Document section:
Explanatory Memorandum(Circulated by the authority of the Parliamentary Secretary to the Treasurer, the Hon Chris Pearce MP)
Chapter 6 Takeovers
Outline of chapter
6.1 This chapter describes amendments to repeal the provisions in the Corporations Act which relate to telephone monitoring during takeover bids and the requirements to provide section 665D and 665E notices (85 per cent notices).
Context of amendments
Remove telephone monitoring during takeover bids
6.2 Currently a bidder and a target in a takeover situation must record all telephone calls they make to security holders (other than wholesale holders) to discuss a takeover bid during the bid period.
6.3 Subdivision D, Division 5, Part 6.5 of the Corporations Act was introduced by the Financial Services Reform Act 2001 . It imposes obligations relating to the identification, indexing, storing, destroying, accessing and copying of the recordings.
6.4 The purpose of the subdivision was to ensure that security holders did not receive information from the takeover bidder or target that could be considered misleading.
6.5 The existing provisions have not increased the protection of security holders and impose significant costs on the parties involved.
Remove section 665D and 665E notices (85 per cent notices)
6.6 Currently section 665D of the Corporations Act requires those persons who hold 85 per cent or more of a class of securities in a company to notify the company in writing of that fact within 14 days of becoming aware that they are a 85 per cent holder and then remind the company on an annual basis.
6.7 Section 665E requires a company that has been given a notice under section 665D to inform its members the next time it sends its members a notice or report under another provision of the Corporations Act.
6.8 The provisions were enacted to provide holders of securities with an advanced warning that the majority holder is approaching the 90 per cent limit, at which the majority holder can compulsorily acquire their securities.
6.9 However, it is often the case that the minority are already aware of the majority holder's position. For listed entities, other mechanisms in the Corporations Act will mean that the information is already publicly disclosed.
6.10 Furthermore, even if notice is given, it could be the case that a significant time has lapsed between the majority holder providing the information to the company and the issue of the company's next notice or report.
6.11 These provisions have proved to be of little benefit to minority holders but impose significant costs on majority holders and companies.

Recorded data:
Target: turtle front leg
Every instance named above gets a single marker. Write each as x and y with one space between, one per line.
...
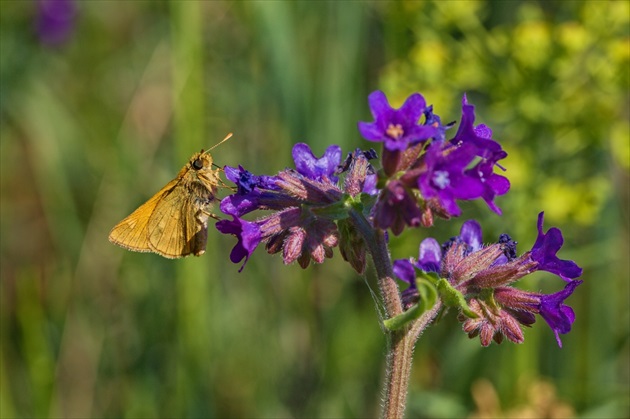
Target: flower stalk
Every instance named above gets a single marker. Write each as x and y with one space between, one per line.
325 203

Challenge:
According to the takeovers chapter of the explanatory memorandum, within how many days must a person holding 85 per cent or more of a class of securities notify the company under section 665D?

Response to the task:
Within 14 days of becoming aware that they are an 85 per cent holder.